## Exercise instructions
Copy all the records below, substituting "Put one per instance" for every "Place one per instance" and keeping everything else the same.

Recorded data

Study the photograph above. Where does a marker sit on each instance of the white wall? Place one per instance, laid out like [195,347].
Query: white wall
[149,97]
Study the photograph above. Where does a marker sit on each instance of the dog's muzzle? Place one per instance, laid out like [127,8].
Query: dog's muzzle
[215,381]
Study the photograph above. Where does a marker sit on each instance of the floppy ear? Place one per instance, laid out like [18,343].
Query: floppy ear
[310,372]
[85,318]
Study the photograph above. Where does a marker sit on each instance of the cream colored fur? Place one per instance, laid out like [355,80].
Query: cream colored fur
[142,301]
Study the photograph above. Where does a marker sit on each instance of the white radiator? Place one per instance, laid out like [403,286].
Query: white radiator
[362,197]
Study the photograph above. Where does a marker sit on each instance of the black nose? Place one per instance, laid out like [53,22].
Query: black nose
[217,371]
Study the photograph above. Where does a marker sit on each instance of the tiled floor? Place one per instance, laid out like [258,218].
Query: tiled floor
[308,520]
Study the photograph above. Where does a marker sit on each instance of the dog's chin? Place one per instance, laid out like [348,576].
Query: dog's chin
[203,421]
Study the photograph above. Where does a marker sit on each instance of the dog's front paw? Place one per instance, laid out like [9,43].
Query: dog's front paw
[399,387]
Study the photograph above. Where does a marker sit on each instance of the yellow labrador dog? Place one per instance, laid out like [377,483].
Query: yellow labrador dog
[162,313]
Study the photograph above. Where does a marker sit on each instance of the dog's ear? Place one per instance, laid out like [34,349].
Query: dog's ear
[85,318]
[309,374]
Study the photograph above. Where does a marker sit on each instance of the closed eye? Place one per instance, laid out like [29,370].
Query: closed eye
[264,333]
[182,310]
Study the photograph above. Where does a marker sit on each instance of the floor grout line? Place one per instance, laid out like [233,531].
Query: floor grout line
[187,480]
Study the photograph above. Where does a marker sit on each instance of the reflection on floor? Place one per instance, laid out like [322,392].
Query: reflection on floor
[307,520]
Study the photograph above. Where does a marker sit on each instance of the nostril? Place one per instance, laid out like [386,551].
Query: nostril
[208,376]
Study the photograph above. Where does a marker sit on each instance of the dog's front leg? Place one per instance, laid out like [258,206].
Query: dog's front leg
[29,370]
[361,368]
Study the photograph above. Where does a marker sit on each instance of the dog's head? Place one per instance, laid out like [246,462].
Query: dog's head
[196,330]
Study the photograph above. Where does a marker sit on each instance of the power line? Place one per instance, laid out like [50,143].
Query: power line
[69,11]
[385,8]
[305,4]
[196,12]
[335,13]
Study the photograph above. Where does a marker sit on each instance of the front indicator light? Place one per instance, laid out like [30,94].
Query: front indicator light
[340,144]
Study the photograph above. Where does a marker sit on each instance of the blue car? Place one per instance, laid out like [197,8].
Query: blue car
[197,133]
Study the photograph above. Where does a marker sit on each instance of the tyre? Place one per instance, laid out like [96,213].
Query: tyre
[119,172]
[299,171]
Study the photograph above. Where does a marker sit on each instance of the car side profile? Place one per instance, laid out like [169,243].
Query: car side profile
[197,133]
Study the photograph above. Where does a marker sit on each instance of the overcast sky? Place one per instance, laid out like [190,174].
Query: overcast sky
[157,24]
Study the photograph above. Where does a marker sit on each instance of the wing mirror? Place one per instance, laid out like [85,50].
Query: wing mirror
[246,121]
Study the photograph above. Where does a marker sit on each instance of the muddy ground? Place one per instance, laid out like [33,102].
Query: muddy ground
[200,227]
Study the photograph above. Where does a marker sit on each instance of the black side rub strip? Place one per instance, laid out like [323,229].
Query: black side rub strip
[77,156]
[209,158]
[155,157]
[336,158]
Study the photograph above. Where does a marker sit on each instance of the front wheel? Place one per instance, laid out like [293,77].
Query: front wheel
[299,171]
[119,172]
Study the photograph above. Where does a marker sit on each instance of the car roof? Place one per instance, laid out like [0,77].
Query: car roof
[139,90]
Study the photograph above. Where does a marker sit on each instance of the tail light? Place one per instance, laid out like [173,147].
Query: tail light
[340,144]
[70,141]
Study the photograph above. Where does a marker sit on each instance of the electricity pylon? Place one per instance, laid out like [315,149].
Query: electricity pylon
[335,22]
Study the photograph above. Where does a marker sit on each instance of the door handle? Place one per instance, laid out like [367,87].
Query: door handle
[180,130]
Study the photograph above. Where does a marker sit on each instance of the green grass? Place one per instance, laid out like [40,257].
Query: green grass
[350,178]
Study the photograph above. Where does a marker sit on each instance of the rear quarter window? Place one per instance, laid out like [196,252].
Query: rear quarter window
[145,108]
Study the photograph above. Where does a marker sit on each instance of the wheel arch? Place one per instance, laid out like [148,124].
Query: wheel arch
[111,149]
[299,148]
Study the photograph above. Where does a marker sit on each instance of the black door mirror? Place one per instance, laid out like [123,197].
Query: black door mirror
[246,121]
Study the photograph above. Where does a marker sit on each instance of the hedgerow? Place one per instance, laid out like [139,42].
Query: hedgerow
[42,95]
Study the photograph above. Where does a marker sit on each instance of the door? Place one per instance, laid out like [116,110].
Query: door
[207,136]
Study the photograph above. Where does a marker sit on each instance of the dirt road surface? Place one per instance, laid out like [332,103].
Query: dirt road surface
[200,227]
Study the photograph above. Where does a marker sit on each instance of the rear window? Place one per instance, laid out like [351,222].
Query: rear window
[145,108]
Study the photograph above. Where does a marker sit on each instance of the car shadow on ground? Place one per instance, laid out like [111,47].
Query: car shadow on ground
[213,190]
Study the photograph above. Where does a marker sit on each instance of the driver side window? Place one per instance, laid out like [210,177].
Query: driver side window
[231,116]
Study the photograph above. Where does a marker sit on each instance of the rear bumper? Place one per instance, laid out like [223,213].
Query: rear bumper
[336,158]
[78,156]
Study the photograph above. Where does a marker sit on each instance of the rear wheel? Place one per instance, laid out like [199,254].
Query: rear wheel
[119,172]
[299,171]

## Task result
Study the photograph above. Where does a marker sit on each instance of the white wall? Put one per instance, laid out like [195,347].
Query: white wall
[149,97]
Study the photograph above. Where does a marker sit on each instance of the dog's muzzle? Put one per instance, laid out like [127,8].
Query: dog's muzzle
[215,381]
Study the photograph above. Where does a marker sit on each instance of the floppy ear? Put one per instance, laid out like [18,343].
Query: floppy ear
[310,372]
[85,318]
Study the photograph above. Where does a marker sit on each instance of the cream colored fur? Put one per instance, laid out like [355,80].
Query: cream colored fur
[142,301]
Study the photograph above. Where does a marker sit on each instance of the white radiator? Put one per instance, laid out like [403,286].
Query: white radiator
[362,197]
Study the photograph above. Where does a marker sit on each instance of the black nose? Put one per instance, laid out like [53,22].
Query: black nose
[217,371]
Study the photograph above. Where does a marker sit on each instance of the tiled floor? Put one per instance, laid out like [258,218].
Query: tiled floor
[308,520]
Study the photograph above. Where does a marker sit on each instance of the dog's chin? Put one per instance, laid out like [348,576].
Query: dog's chin
[203,421]
Study the photograph above. Where does a marker sit on each instance of the dog's front paw? Put one per instance, laid out like [9,43].
Query: dog's front paw
[399,387]
Study the photograph above. Where does a marker sit on each instance of the yellow labrador dog? Put one per instance, laid out like [377,483].
Query: yellow labrador dog
[162,313]
Study the photograph above. Where does a marker sit on each instance of the dog's ear? Put one per instance, laid out like [34,349].
Query: dog's ear
[85,318]
[309,374]
Study the photograph above. Where does a marker sit on each instance of the closed eye? Put one per instance, laid out like [29,370].
Query: closed eye
[264,333]
[182,310]
Study the photograph above. Where does a marker sit on each instance of the floor grout line? Put one per instance, laid out like [233,531].
Query: floor grout line
[187,480]
Study the photograph above. Where does a marker sit on each instance of the reflection on floor? Put one per instance, laid out like [322,392].
Query: reflection on floor
[307,520]
Study the photograph above. Where does a marker sit on each instance of the nostril? Put one per instance, laid out like [386,551].
Query: nostril
[208,376]
Study the photograph above. Where does a marker sit on each instance of the dog's front leg? Put one per instance, laid out like [258,206].
Query: dog's front leg
[29,370]
[361,368]
Study the photograph above. Where does a marker sit on each instance of the dog's head? Put one per instance, laid out like [246,462].
Query: dog's head
[196,330]
Study the photograph above. Where does a marker sit on each instance of the power line? Put one per instance, laid out like [50,143].
Query: power line
[69,11]
[385,8]
[305,4]
[196,12]
[335,13]
Study the photograph above. Where does a marker sit on each instance of the front indicator light? Put one per instance, laid out like [30,94].
Query: front indicator light
[340,144]
Study the photograph above. Where does a marker sit on each instance of the blue car? Put one per instance, laid out like [197,8].
Query: blue car
[197,133]
Study the photograph above. Where does a marker sit on each instance of the tyre? Put one per instance, laid out like [96,213].
Query: tyre
[119,172]
[299,171]
Study the photograph above. Where does a marker sit on each instance of the car side profile? Put one per instance, laid out like [169,243].
Query: car side profile
[197,133]
Study the photograph above. Where does a marker sit on each instance of the overcast sky? Put one per instance, laid out like [190,174].
Query: overcast sky
[157,24]
Study the photograph above. Where does a marker sit on each instance of the wing mirror? Put one per instance, laid out like [85,50].
Query: wing mirror
[246,121]
Study the photograph above. Where does a marker sit on each instance of the muddy ground? Put one per instance, laid out like [33,102].
Query: muddy ground
[200,227]
Study the photograph above. Where does a marker sit on each instance of the black side rub strip? Put one per instance, laid out like [323,229].
Query: black side rub strip
[77,156]
[209,158]
[155,157]
[336,158]
Study the photograph above. Where does a marker sit on each instance of the front wheel? Put one per instance, laid out like [293,77].
Query: front wheel
[299,171]
[119,172]
Study the photograph above. Where does a marker sit on each instance of the car roof? Put one per instance, laid out like [0,77].
Query: car roof
[139,90]
Study the photograph above. Where does a marker sit on each instance of the tail light? Put one per instance, laid out like [173,147].
Query: tail light
[340,144]
[70,141]
Study the photograph above. Where does a marker sit on each instance of the electricity pylon? Put one per instance, laid out like [315,149].
Query: electricity pylon
[335,22]
Study the photograph above. Where does a marker sit on each instance of the door handle? Put one per instance, laid out like [367,87].
Query: door handle
[180,130]
Study the photograph above. Where does a marker sit on each instance of the green grass? Put one per instance, laid out like [40,257].
Query: green grass
[350,178]
Study the photograph above. Where does a marker sit on each instance of the rear quarter window? Put one per instance, laid out like [196,252].
Query: rear quarter window
[145,108]
Study the photograph above. Where does a marker sit on each instance of the wheel arch? Put one per instance, laid out like [148,124].
Query: wheel arch
[111,149]
[299,148]
Study the photograph above. Where does a marker sit on each instance of the black door mirror? Put one per instance, laid out like [123,197].
Query: black door mirror
[246,121]
Study the photograph above. Where does a marker sit on each instance of the hedgerow? Put one per instance, laid out like [139,42].
Query: hedgerow
[42,95]
Study the photograph above. Where does a marker sit on each instance of the door? Put one per instance, laid out like [116,110].
Query: door
[207,136]
Study the photograph above. Where does a marker sit on each instance of the dirt road surface? Put one per instance, laid out like [332,103].
Query: dirt road surface
[200,227]
Study the photograph above. Where does a marker sit on each instance of the rear window? Put one per instance, laid out like [351,222].
Query: rear window
[145,108]
Study the photograph above. Where does a marker sit on each instance of the car shadow on ground? Put one per instance, laid out like [111,47].
Query: car shadow on ground
[213,190]
Study the photograph above. Where does a marker sit on each instance of the driver side window? Put one per instance, laid out like [210,177].
Query: driver side window
[231,116]
Study the photograph above. Where does a marker sit on each instance of the rear bumper? Put one per instance, laid out like [223,213].
Query: rear bumper
[336,158]
[78,156]
Study the photograph above. Where does a marker sit on each instance of the rear wheel? Put one per instance, laid out like [199,254].
Query: rear wheel
[119,172]
[299,171]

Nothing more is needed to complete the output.